> _What the task requires_: Images aside, return all the entries exactly.

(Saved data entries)
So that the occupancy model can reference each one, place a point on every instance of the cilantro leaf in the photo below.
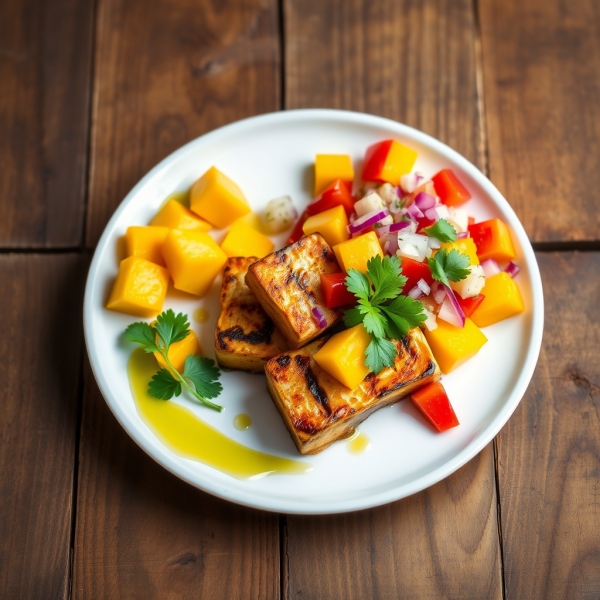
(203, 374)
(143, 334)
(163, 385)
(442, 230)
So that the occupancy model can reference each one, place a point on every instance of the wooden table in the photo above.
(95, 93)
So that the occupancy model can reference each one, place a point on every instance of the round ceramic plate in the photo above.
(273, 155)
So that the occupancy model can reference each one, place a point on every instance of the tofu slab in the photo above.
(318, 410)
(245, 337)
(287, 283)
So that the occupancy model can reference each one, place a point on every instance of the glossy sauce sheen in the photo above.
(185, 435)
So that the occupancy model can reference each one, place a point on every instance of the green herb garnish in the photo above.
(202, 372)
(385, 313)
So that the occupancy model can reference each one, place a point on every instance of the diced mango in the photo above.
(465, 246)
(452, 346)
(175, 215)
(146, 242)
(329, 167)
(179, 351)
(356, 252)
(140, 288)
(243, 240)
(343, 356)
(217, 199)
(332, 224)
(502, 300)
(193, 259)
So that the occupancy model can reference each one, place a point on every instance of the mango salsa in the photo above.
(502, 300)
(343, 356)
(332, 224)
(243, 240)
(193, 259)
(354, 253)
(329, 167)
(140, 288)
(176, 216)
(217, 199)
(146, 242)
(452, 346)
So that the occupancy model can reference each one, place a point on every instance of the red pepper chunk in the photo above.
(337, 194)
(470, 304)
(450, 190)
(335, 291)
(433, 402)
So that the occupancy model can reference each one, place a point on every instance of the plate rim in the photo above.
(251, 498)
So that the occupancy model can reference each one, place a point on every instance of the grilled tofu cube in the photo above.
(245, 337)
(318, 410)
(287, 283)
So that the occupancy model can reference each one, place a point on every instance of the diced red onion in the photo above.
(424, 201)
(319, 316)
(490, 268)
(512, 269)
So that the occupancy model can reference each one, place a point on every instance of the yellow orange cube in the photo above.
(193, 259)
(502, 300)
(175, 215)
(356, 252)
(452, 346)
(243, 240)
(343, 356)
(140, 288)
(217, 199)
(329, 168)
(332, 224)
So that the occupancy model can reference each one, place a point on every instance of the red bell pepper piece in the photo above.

> _Task output_:
So that the occupancy model can reference each one, place a point on every instance of the cilantro leaf in the photo below.
(203, 374)
(143, 334)
(163, 385)
(442, 230)
So that the occupancy model can reference each one, place a point on every instance of the wooden table in the photo above.
(95, 93)
So that the occupancy model can reference each one, place a point on every instance of the round ceramic plate in the photo above.
(273, 155)
So that the occupancy model can reference each one, place a point on every instance of the tofu slab in the photo above.
(318, 410)
(245, 337)
(287, 283)
So that the occupancy model can reference each one, place a point on every instance of the glossy sauce sheen in the photo above.
(185, 435)
So that the occupancy model can reference each one, place a point on every instance of the green herb garnish in the photo above.
(202, 372)
(385, 313)
So that the occupancy model can reference each one, place a point on every instance of the diced mango in the photo above.
(465, 246)
(452, 346)
(175, 215)
(146, 242)
(329, 167)
(179, 351)
(356, 252)
(140, 288)
(243, 240)
(343, 356)
(217, 199)
(332, 224)
(502, 300)
(193, 259)
So that the occupancy model can reference each one, place a point on every instance of the mango salsa in the photo above.
(502, 300)
(343, 356)
(332, 224)
(243, 240)
(193, 259)
(354, 253)
(329, 167)
(140, 288)
(176, 216)
(217, 199)
(146, 242)
(452, 346)
So that the occupancy model can reference each one, place a point on every instance of the red pepper chunk in the photo above.
(337, 194)
(470, 304)
(450, 190)
(335, 291)
(433, 402)
So that the occupancy model can reference each one, place a point on every instance of the plate rim in the photo above.
(251, 498)
So that the occupancy model can reference each one, place a point on every instance of the grilled tofu cube in the photo above.
(245, 337)
(318, 410)
(287, 283)
So that the occupancy model can reference each one, place a point on every instance of the diced red onion in the photo above.
(424, 201)
(319, 316)
(490, 268)
(512, 269)
So that the occupancy model can reference each one, place a point on every instance of the yellow orange cube in the photo above.
(193, 259)
(502, 300)
(175, 215)
(356, 252)
(452, 346)
(243, 240)
(343, 356)
(140, 288)
(217, 199)
(329, 168)
(332, 224)
So that the occupancy model can reference each one, place a point on every instance of the red bell pepper piece in the photo above.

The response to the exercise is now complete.